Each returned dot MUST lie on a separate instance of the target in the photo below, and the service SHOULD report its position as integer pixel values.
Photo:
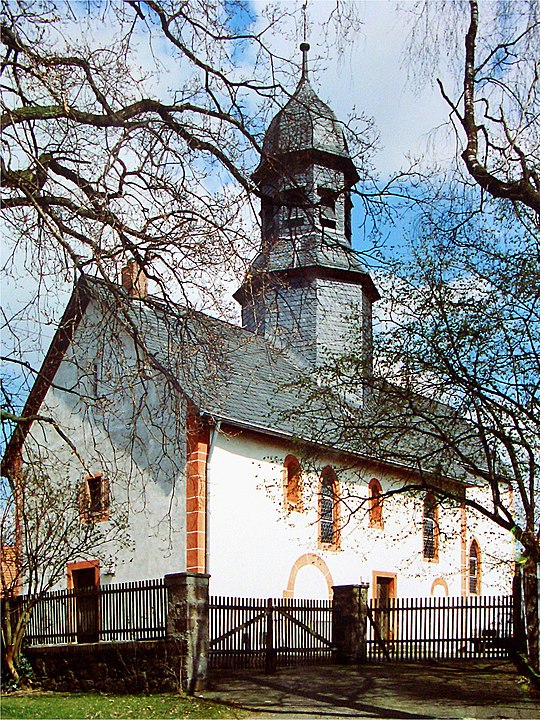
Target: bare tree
(492, 52)
(455, 391)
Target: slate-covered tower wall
(306, 282)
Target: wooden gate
(439, 628)
(265, 634)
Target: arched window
(328, 508)
(431, 529)
(474, 568)
(375, 503)
(292, 483)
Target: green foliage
(86, 705)
(9, 684)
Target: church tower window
(327, 208)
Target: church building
(191, 453)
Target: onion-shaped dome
(306, 125)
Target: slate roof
(235, 376)
(305, 123)
(228, 372)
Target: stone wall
(176, 662)
(144, 666)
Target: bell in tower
(306, 281)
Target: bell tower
(306, 281)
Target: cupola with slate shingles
(306, 280)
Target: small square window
(94, 499)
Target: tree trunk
(530, 591)
(9, 659)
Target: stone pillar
(349, 618)
(188, 626)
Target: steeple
(306, 278)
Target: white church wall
(256, 545)
(141, 452)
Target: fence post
(517, 613)
(188, 624)
(270, 654)
(349, 623)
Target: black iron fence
(120, 612)
(265, 634)
(440, 628)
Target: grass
(49, 705)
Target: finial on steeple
(304, 47)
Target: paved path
(408, 692)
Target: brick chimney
(134, 280)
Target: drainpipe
(213, 438)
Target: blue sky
(369, 75)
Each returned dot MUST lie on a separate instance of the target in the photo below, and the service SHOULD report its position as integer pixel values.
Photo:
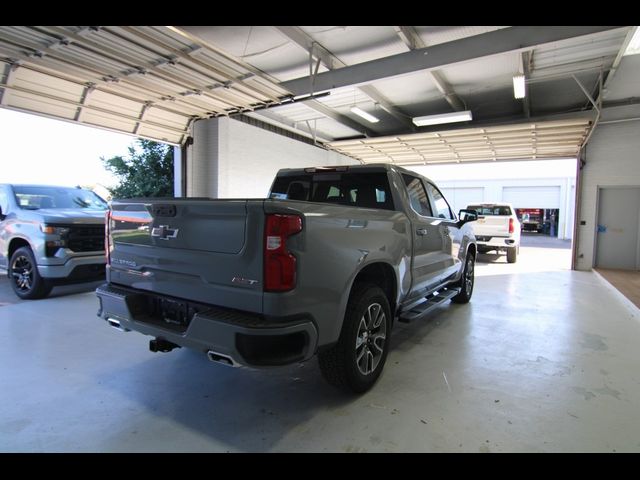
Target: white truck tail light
(279, 263)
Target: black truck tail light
(107, 221)
(279, 263)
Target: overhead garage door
(532, 197)
(461, 197)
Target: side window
(442, 207)
(417, 195)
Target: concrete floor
(542, 360)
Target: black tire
(466, 281)
(24, 276)
(356, 361)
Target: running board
(428, 305)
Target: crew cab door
(449, 231)
(428, 265)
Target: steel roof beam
(329, 60)
(616, 63)
(514, 39)
(412, 40)
(338, 117)
(525, 63)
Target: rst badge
(164, 232)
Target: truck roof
(369, 167)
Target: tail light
(107, 221)
(279, 263)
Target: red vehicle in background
(531, 219)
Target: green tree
(146, 172)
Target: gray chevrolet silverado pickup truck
(324, 266)
(50, 235)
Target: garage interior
(544, 357)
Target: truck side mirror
(467, 215)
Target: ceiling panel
(554, 139)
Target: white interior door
(617, 229)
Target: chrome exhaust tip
(222, 358)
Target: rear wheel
(356, 361)
(25, 279)
(466, 281)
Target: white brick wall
(248, 158)
(612, 159)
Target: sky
(41, 150)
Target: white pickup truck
(497, 229)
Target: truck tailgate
(190, 248)
(491, 225)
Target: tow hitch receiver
(161, 345)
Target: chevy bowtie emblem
(164, 232)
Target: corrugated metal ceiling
(553, 139)
(155, 81)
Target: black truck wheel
(356, 361)
(466, 281)
(24, 276)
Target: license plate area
(170, 313)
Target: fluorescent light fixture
(634, 45)
(443, 118)
(518, 86)
(367, 116)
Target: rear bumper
(75, 268)
(246, 338)
(496, 242)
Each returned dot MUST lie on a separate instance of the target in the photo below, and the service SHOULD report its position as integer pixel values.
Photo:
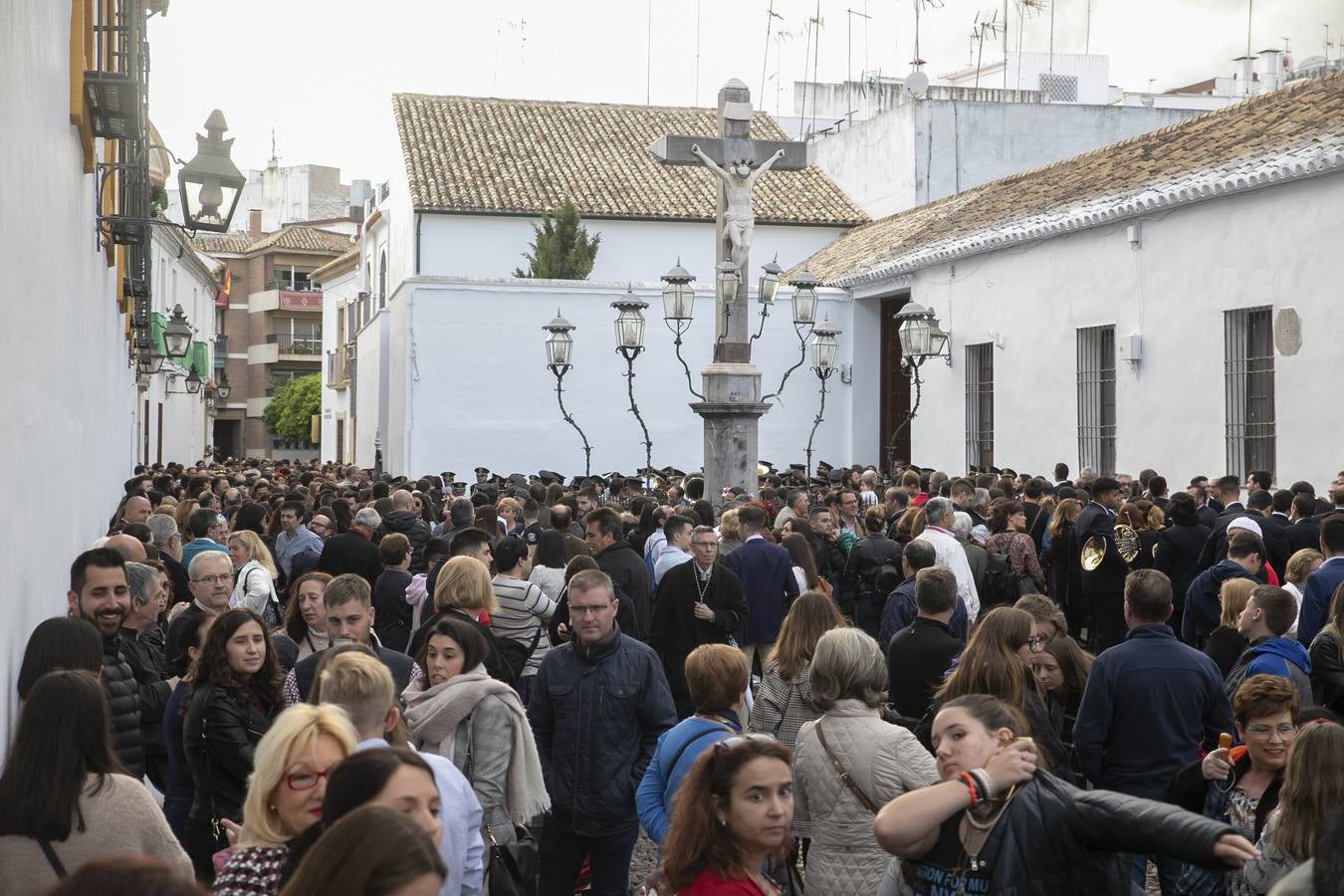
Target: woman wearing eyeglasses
(285, 794)
(234, 697)
(1239, 784)
(995, 823)
(733, 818)
(998, 662)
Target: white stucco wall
(1274, 246)
(471, 361)
(630, 250)
(921, 152)
(69, 412)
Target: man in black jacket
(920, 654)
(353, 551)
(696, 602)
(100, 592)
(605, 538)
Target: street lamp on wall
(560, 352)
(824, 353)
(678, 308)
(921, 338)
(629, 342)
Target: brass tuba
(1094, 549)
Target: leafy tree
(561, 249)
(291, 410)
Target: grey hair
(848, 665)
(937, 511)
(141, 579)
(163, 527)
(961, 526)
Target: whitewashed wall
(1277, 246)
(469, 383)
(69, 408)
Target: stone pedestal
(730, 410)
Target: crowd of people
(300, 677)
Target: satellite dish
(917, 84)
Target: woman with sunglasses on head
(997, 823)
(998, 662)
(733, 817)
(285, 794)
(1240, 784)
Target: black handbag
(514, 866)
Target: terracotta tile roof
(233, 242)
(300, 238)
(525, 156)
(337, 265)
(1293, 131)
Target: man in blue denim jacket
(597, 710)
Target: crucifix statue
(733, 404)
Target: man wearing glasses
(696, 602)
(597, 710)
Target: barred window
(1097, 398)
(980, 404)
(1248, 377)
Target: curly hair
(212, 666)
(696, 841)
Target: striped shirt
(523, 608)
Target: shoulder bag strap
(51, 857)
(844, 776)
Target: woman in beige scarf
(461, 714)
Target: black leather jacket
(219, 735)
(1056, 840)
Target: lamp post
(629, 342)
(921, 338)
(824, 350)
(560, 349)
(678, 308)
(803, 320)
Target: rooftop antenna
(848, 70)
(984, 27)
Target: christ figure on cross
(738, 180)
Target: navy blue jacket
(1148, 706)
(771, 585)
(597, 714)
(1202, 603)
(1316, 598)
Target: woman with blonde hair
(1225, 642)
(848, 764)
(464, 590)
(784, 699)
(1312, 786)
(285, 794)
(998, 662)
(254, 585)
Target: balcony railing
(298, 344)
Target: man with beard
(100, 592)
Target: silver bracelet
(986, 784)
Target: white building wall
(477, 389)
(62, 349)
(630, 250)
(1269, 247)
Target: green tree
(561, 249)
(291, 410)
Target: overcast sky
(322, 73)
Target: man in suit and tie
(1104, 587)
(768, 579)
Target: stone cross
(738, 161)
(733, 406)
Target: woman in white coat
(848, 764)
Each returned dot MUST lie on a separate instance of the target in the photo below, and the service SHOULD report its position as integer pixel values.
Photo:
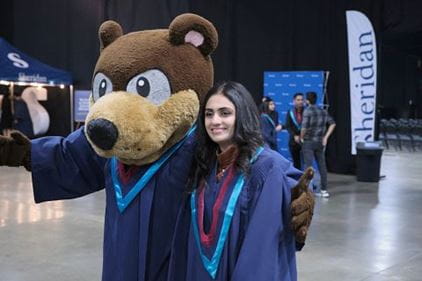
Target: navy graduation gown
(260, 244)
(64, 168)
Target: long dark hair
(247, 133)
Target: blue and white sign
(282, 86)
(16, 66)
(81, 105)
(362, 76)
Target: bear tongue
(126, 172)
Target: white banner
(363, 77)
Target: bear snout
(102, 133)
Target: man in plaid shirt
(314, 136)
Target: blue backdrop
(281, 87)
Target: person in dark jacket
(293, 125)
(268, 126)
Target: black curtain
(255, 36)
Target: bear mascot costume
(137, 143)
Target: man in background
(314, 137)
(293, 125)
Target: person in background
(268, 127)
(314, 137)
(6, 118)
(293, 125)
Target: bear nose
(102, 133)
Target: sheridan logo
(363, 76)
(32, 78)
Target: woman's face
(220, 119)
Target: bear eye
(152, 84)
(101, 85)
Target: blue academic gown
(260, 244)
(64, 168)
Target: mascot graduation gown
(137, 144)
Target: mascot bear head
(147, 86)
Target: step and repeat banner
(281, 86)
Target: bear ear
(195, 30)
(108, 32)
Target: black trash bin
(368, 161)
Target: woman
(231, 227)
(268, 126)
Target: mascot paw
(302, 206)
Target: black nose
(102, 133)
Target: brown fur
(146, 130)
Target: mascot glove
(302, 206)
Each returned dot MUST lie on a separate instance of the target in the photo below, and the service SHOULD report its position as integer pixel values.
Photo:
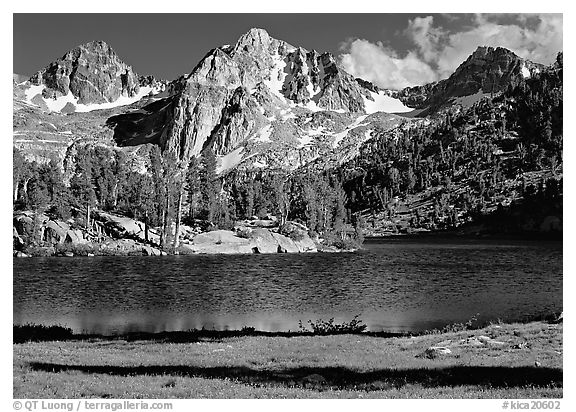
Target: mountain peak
(254, 38)
(91, 73)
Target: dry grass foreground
(499, 361)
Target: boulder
(55, 231)
(122, 247)
(150, 251)
(220, 248)
(17, 241)
(219, 241)
(551, 224)
(285, 244)
(434, 352)
(120, 226)
(27, 222)
(218, 236)
(298, 233)
(263, 241)
(306, 244)
(75, 236)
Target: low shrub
(329, 327)
(37, 333)
(39, 251)
(292, 232)
(78, 249)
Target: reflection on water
(393, 285)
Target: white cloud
(380, 65)
(437, 52)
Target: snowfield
(384, 103)
(56, 105)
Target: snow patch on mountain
(277, 77)
(309, 136)
(338, 137)
(56, 105)
(230, 160)
(468, 101)
(263, 135)
(384, 103)
(525, 71)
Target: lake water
(394, 285)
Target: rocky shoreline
(113, 235)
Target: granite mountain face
(258, 94)
(487, 71)
(260, 103)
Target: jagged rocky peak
(93, 73)
(243, 92)
(486, 71)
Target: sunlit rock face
(487, 71)
(92, 73)
(258, 91)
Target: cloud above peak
(437, 51)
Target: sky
(391, 50)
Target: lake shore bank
(510, 360)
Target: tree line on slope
(165, 192)
(461, 163)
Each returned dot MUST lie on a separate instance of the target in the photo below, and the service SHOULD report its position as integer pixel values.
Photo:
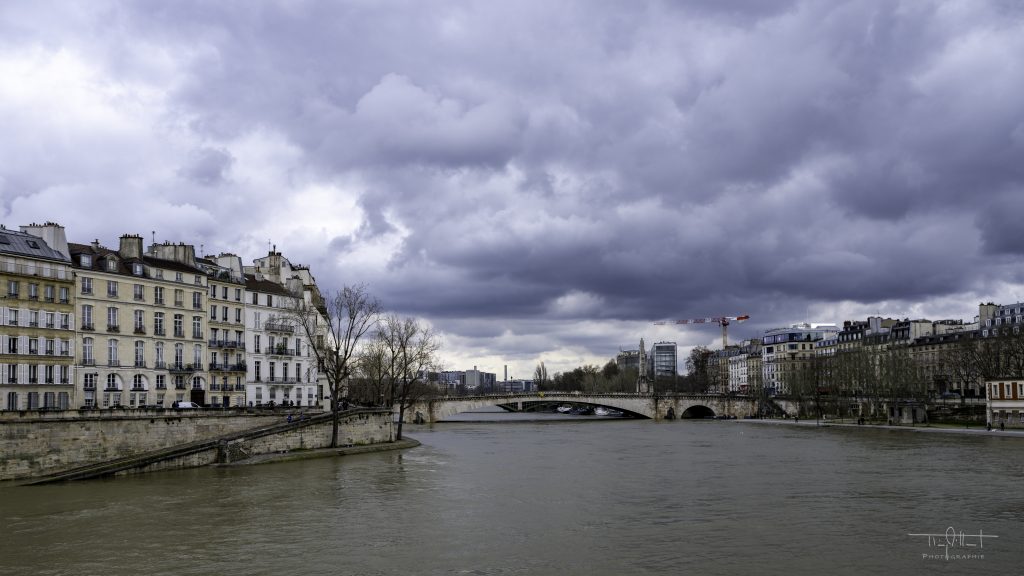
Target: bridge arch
(697, 411)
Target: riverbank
(293, 455)
(944, 428)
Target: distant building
(664, 360)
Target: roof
(265, 286)
(23, 244)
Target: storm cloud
(543, 181)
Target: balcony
(279, 327)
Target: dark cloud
(508, 170)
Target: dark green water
(600, 497)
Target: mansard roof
(16, 243)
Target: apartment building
(37, 333)
(225, 326)
(141, 320)
(784, 351)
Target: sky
(542, 180)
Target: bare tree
(334, 325)
(408, 353)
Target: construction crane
(723, 321)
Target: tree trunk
(336, 418)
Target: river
(553, 497)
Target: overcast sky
(543, 180)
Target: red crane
(723, 321)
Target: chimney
(131, 246)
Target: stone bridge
(636, 405)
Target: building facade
(37, 334)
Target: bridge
(667, 407)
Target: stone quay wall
(34, 444)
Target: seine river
(553, 497)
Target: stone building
(37, 337)
(141, 324)
(280, 357)
(225, 326)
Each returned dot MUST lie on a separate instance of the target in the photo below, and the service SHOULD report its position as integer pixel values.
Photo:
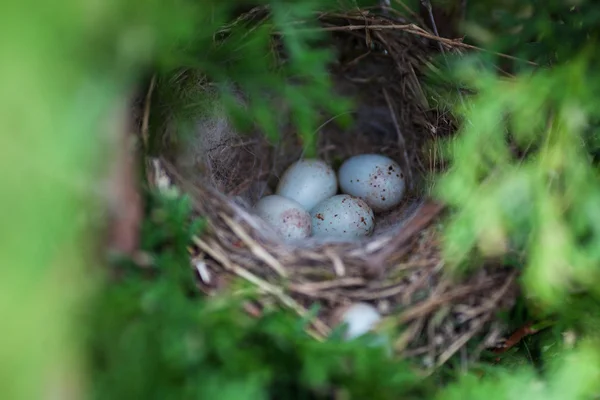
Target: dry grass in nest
(399, 269)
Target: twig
(414, 29)
(422, 218)
(254, 247)
(321, 327)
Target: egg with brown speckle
(376, 179)
(342, 216)
(287, 217)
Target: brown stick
(422, 219)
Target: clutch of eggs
(306, 201)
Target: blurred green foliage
(524, 177)
(523, 174)
(151, 337)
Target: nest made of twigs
(399, 269)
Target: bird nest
(399, 269)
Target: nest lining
(399, 268)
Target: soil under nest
(399, 269)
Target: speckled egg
(376, 179)
(360, 318)
(308, 182)
(342, 216)
(287, 217)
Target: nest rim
(239, 243)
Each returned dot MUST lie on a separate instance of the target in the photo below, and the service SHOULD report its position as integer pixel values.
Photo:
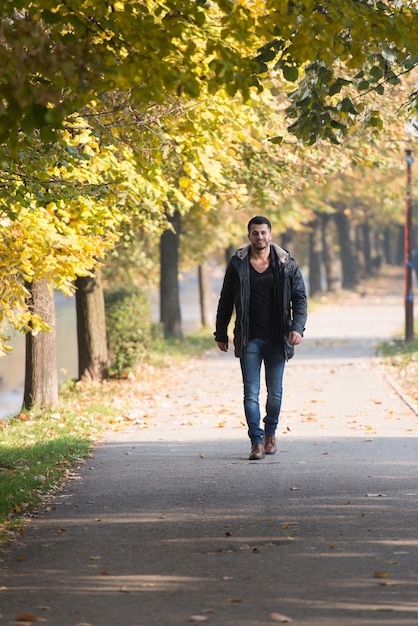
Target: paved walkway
(170, 523)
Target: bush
(129, 328)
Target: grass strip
(39, 449)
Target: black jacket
(291, 300)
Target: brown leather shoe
(257, 452)
(270, 445)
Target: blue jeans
(257, 352)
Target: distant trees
(117, 120)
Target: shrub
(129, 327)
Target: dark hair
(258, 219)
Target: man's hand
(295, 338)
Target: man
(265, 286)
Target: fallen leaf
(376, 495)
(388, 583)
(28, 617)
(283, 619)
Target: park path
(169, 522)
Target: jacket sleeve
(225, 304)
(299, 302)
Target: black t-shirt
(261, 302)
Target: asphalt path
(169, 522)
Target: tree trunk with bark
(349, 261)
(91, 329)
(329, 256)
(170, 315)
(204, 295)
(315, 257)
(41, 379)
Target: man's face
(259, 236)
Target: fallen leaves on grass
(282, 619)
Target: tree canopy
(57, 56)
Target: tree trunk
(91, 329)
(204, 295)
(170, 315)
(387, 246)
(329, 257)
(367, 248)
(315, 257)
(348, 256)
(41, 379)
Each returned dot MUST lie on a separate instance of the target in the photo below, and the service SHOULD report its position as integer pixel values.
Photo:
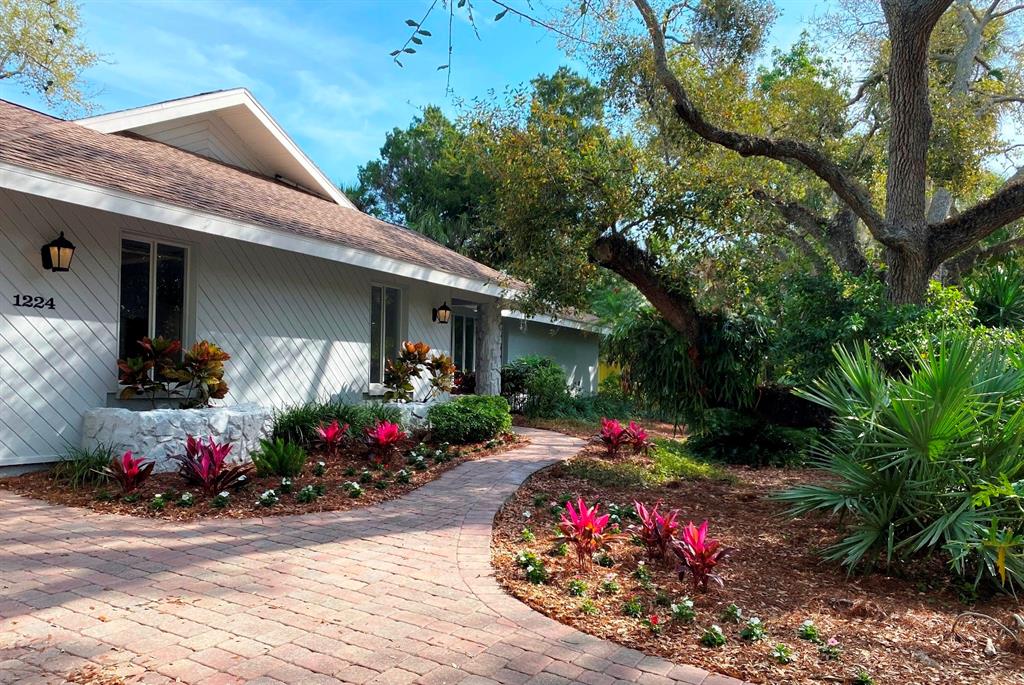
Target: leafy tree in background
(41, 47)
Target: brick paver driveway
(397, 593)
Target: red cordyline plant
(613, 436)
(206, 465)
(655, 529)
(638, 438)
(129, 471)
(699, 555)
(384, 440)
(332, 435)
(584, 528)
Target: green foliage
(927, 463)
(735, 437)
(470, 419)
(298, 424)
(41, 47)
(83, 467)
(998, 295)
(535, 385)
(280, 458)
(670, 460)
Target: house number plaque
(34, 302)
····················
Objective
Emit an exact copy of the lines from the line bearing "Target: twig" through the last line above, inclusive, and leave the images out.

Written answer
Target: twig
(414, 29)
(422, 218)
(254, 247)
(321, 327)
Target: egg with brown speckle
(376, 179)
(342, 216)
(287, 217)
Target: brown stick
(422, 219)
Target: clutch of eggs
(306, 201)
Target: blurred green foliage
(524, 177)
(523, 174)
(151, 337)
Target: nest made of twigs
(399, 269)
Target: bird nest
(399, 269)
Target: nest lining
(399, 268)
Target: soil under nest
(399, 269)
Target: speckled egg
(376, 179)
(360, 318)
(308, 182)
(342, 216)
(287, 217)
Target: nest rim
(239, 243)
Each returned dot MUST lie on a separate instance of the target in the photo below, and the service SHOULD report its position as integer pixel values.
Photo:
Target: paved walkway
(170, 523)
Target: bush
(129, 328)
Target: grass strip
(39, 449)
Target: black jacket
(291, 300)
Target: brown leather shoe
(257, 452)
(270, 445)
Target: blue jeans
(257, 352)
Target: distant trees
(117, 120)
Target: shrub
(129, 327)
Target: dark hair
(258, 219)
Target: man's hand
(295, 338)
Target: man
(265, 286)
Target: fallen leaf
(376, 495)
(388, 583)
(28, 617)
(283, 619)
Target: park path
(169, 522)
Target: jacket sleeve
(225, 304)
(299, 302)
Target: black t-shirt
(261, 302)
Target: asphalt path
(169, 522)
Target: tree trunk with bark
(349, 261)
(91, 329)
(329, 256)
(170, 315)
(204, 295)
(315, 257)
(41, 379)
Target: man's face
(259, 236)
Target: fallen leaves on grass
(282, 619)
Target: tree canopy
(57, 56)
Target: tree trunk
(91, 329)
(204, 295)
(170, 315)
(387, 246)
(329, 257)
(367, 248)
(315, 257)
(348, 256)
(41, 379)
Each returned dot MUST lie on a separate instance of the target in the photo below, and the service SHOULD report its position as integer pixel values.
Photo:
Target: leafy tree in background
(41, 47)
Target: brick paver driveway
(397, 593)
Target: red cordyline plant
(613, 436)
(206, 465)
(655, 529)
(638, 438)
(129, 471)
(699, 555)
(384, 440)
(332, 435)
(584, 528)
Target: green foliage
(927, 463)
(735, 437)
(470, 419)
(298, 424)
(41, 47)
(83, 467)
(998, 295)
(535, 385)
(280, 458)
(670, 460)
Target: house number plaque
(34, 302)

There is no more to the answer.